Dataset entries:
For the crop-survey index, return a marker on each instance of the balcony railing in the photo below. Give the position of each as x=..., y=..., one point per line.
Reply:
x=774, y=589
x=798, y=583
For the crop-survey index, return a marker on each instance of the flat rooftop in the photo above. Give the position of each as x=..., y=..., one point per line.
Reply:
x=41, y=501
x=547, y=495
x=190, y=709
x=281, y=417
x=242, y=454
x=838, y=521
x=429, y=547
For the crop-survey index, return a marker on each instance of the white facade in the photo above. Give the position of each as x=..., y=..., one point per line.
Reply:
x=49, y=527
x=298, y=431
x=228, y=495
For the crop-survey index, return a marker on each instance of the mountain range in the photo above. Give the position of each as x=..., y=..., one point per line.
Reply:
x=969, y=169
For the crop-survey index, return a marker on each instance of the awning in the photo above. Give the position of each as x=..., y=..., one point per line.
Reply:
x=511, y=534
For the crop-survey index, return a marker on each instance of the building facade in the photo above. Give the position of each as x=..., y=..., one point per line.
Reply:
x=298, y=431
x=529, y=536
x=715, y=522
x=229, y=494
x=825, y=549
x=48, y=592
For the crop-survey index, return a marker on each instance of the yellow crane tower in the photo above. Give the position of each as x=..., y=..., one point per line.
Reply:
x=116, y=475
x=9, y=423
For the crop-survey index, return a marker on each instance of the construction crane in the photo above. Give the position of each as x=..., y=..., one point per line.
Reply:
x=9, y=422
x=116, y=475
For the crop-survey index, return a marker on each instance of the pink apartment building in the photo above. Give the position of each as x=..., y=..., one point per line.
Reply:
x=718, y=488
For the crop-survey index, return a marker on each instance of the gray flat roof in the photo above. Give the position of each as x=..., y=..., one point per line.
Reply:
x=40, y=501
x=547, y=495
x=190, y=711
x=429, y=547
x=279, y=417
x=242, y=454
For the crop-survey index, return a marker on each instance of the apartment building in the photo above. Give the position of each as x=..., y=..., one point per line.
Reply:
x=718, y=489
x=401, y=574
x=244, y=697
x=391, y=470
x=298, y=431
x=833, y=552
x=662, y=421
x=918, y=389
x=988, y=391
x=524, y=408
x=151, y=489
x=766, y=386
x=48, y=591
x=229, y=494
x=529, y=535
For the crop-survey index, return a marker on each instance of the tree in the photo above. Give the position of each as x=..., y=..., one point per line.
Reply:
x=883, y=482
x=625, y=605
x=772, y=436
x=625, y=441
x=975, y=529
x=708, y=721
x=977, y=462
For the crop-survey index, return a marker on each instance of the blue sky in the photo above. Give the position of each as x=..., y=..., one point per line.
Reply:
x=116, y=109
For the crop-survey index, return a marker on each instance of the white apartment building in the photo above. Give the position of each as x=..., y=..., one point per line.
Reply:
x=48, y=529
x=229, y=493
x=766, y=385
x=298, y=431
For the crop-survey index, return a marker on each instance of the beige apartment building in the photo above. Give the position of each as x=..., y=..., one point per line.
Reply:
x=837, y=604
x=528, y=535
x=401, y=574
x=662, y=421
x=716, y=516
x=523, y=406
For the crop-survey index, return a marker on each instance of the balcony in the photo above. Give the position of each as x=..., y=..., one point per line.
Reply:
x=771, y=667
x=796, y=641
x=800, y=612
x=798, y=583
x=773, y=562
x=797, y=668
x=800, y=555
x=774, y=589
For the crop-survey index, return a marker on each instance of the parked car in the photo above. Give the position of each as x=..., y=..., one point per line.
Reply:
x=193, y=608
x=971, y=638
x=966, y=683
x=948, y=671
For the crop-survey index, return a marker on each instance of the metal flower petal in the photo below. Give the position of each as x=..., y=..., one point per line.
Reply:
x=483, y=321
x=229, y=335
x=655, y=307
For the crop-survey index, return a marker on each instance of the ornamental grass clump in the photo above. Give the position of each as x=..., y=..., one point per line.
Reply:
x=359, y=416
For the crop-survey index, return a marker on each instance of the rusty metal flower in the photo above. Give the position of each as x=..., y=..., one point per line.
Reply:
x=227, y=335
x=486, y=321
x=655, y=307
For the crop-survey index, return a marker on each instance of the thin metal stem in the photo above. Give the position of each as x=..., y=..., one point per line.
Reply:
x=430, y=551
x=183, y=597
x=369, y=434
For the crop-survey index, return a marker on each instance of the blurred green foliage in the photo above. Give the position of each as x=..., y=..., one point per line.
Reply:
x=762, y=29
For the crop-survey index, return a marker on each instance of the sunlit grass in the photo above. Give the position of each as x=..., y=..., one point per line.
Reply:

* * *

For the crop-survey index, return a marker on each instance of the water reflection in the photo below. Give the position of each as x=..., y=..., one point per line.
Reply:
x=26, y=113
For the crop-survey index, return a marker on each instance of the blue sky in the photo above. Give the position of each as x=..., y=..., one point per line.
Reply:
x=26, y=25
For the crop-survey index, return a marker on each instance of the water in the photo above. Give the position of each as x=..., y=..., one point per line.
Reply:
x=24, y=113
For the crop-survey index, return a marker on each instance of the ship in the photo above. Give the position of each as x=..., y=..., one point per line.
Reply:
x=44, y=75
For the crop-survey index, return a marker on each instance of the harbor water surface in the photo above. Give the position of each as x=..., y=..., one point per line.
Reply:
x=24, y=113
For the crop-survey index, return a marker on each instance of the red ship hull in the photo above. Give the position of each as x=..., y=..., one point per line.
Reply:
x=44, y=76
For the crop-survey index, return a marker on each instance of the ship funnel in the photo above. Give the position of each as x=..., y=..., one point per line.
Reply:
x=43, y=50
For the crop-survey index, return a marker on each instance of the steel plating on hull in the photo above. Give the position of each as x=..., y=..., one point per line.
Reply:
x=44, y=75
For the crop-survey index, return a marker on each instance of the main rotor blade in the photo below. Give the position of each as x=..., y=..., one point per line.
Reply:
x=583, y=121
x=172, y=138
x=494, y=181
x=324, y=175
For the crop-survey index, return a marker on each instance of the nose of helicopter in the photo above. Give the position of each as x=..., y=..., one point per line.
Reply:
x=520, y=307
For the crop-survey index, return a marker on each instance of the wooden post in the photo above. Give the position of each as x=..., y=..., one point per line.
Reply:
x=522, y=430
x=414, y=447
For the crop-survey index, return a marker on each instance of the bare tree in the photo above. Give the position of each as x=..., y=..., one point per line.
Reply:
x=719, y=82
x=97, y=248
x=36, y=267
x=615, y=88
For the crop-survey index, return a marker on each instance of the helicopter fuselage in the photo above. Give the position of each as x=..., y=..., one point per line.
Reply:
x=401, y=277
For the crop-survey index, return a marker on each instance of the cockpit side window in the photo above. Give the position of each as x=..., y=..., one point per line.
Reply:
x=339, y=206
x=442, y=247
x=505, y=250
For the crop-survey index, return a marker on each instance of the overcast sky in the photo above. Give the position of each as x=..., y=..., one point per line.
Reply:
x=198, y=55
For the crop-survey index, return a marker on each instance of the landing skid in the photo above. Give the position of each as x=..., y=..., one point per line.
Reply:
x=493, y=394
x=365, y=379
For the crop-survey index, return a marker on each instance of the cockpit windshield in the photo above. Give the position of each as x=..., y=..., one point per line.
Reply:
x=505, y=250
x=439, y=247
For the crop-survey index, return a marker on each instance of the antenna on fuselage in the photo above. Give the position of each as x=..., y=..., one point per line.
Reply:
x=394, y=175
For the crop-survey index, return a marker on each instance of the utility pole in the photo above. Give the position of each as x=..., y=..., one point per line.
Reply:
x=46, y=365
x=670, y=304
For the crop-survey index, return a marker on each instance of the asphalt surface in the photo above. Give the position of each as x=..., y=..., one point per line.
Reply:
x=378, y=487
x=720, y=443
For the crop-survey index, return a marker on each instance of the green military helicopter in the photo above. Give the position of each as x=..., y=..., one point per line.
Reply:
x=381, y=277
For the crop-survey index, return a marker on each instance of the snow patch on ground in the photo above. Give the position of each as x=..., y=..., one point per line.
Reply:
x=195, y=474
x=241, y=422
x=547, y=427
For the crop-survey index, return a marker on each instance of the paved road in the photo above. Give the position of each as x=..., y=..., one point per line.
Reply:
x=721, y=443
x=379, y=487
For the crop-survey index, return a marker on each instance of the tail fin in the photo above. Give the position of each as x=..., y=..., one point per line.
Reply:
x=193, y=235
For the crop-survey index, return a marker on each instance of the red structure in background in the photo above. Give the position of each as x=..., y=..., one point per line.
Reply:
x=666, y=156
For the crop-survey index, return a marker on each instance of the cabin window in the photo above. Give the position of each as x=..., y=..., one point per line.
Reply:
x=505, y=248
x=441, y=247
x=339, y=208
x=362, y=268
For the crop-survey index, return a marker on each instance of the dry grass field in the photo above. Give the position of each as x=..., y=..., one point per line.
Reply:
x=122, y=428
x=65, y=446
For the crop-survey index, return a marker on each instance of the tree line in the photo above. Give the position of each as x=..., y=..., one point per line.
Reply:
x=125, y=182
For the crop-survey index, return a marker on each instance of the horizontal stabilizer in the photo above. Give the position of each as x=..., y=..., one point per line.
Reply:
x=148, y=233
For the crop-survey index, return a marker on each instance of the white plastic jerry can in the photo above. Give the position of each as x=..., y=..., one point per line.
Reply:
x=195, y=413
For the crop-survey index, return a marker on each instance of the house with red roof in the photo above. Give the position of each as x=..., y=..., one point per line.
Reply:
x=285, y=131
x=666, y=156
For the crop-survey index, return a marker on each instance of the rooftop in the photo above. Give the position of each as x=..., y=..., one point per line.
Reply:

Exercise directions: List every line from the entries above in which "facade" appears.

Finished exercise:
For the crop-survey index, return a marker on each instance of the white facade in the photo above. Give the position of each as x=..., y=..., one point per line.
For the crop-survey index, return a marker on each instance of the building facade in the photo above. Give the position of each as x=..., y=..., one point per line.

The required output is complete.